Copy the stretch from the line containing "Task: point out every instance of the stone" through the end of the records, swapping "stone bollard" for "stone post" and changing nothing else.

(Location annotation dataset excerpts)
------

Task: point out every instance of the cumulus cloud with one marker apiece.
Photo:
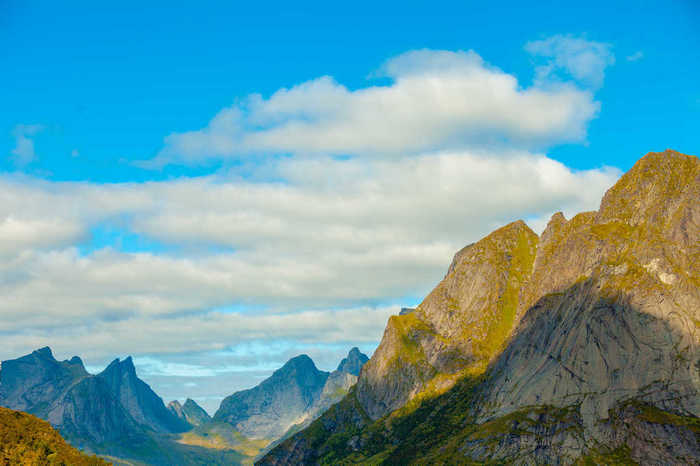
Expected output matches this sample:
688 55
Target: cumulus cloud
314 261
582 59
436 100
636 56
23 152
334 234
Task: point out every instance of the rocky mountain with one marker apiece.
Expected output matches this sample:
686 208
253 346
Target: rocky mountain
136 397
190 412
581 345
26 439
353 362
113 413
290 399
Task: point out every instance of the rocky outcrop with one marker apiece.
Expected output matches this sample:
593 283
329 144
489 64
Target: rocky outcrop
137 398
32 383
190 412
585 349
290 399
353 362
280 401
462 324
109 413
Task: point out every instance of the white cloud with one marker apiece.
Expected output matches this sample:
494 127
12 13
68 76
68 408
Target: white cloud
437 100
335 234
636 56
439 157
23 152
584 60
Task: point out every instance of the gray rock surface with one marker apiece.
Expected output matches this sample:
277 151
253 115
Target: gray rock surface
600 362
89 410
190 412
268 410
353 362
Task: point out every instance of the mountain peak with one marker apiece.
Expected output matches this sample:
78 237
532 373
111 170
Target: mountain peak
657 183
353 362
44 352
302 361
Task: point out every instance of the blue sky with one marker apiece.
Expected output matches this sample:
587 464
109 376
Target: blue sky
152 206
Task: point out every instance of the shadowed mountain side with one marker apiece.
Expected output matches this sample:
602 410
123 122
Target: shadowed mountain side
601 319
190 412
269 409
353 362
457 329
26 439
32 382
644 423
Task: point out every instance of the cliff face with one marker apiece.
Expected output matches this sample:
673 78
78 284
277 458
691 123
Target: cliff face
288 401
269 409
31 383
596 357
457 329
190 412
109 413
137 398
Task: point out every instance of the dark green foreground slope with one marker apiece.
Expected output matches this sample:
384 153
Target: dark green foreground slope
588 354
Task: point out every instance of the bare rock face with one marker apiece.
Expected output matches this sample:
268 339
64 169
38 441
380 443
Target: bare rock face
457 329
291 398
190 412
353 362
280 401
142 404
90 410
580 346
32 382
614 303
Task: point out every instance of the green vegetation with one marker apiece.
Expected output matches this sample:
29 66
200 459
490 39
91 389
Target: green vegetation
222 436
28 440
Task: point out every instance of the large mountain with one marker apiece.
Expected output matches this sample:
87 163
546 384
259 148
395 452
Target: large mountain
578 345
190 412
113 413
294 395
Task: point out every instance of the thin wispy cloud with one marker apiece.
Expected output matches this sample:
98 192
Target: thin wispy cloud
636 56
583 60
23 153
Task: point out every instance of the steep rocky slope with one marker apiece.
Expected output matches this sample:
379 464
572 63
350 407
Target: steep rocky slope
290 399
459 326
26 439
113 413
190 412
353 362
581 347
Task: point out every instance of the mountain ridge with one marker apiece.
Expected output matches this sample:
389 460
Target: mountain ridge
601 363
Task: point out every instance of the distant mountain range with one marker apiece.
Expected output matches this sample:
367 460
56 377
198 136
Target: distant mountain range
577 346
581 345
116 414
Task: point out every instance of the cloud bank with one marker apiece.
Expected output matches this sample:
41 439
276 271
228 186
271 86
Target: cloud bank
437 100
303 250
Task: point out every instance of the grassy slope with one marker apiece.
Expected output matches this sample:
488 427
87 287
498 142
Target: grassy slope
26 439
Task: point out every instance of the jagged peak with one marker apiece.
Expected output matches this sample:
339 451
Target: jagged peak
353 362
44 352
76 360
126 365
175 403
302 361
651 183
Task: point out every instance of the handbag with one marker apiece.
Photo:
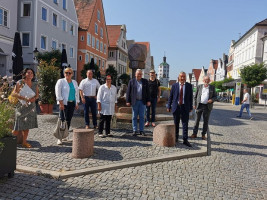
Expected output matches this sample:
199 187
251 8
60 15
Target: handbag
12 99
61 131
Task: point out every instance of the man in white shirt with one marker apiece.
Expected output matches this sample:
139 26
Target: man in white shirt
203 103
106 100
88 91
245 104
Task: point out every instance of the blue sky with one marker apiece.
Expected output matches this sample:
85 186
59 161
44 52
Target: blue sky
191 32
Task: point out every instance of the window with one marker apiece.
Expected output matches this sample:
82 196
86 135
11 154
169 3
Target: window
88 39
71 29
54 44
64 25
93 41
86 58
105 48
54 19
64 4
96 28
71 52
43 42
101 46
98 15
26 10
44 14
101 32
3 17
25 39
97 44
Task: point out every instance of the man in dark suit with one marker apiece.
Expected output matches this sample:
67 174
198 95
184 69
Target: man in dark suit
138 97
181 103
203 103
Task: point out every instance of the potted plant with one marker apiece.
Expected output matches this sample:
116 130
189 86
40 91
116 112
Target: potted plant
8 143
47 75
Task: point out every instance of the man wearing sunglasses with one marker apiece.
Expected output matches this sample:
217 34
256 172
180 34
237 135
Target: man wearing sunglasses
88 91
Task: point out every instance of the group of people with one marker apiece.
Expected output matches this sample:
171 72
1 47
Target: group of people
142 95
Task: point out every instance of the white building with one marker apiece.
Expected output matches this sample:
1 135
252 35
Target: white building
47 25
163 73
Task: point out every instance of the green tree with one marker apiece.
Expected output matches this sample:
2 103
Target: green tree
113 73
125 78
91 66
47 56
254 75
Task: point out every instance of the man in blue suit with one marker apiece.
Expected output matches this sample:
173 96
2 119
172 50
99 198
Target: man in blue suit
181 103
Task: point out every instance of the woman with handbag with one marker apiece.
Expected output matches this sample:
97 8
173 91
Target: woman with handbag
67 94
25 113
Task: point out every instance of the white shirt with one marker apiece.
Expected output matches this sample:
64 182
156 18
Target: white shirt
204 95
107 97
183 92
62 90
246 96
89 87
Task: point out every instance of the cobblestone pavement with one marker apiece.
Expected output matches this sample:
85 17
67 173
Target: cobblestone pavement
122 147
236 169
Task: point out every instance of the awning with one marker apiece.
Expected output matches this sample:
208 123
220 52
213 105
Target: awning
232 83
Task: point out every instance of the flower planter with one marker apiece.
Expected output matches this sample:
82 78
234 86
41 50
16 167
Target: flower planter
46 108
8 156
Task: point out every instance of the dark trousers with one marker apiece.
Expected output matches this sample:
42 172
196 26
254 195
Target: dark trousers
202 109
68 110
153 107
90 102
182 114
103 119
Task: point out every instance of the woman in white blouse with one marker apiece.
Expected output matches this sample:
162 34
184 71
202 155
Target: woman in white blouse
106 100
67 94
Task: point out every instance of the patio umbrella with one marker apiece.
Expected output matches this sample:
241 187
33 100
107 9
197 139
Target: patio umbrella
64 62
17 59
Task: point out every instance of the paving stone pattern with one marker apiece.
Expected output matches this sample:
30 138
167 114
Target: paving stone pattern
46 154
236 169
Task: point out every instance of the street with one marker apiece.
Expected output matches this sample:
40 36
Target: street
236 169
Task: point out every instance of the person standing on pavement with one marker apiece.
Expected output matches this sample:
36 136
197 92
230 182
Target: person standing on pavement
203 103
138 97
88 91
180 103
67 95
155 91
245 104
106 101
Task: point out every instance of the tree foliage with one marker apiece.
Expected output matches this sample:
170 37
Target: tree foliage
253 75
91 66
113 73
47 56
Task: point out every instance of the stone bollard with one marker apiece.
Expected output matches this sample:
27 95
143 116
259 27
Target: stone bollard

------

#### FINISHED TASK
Task: point out every instance of the stone post with one marker apiece.
Expected output matches this sample:
27 95
143 116
259 27
Target: stone post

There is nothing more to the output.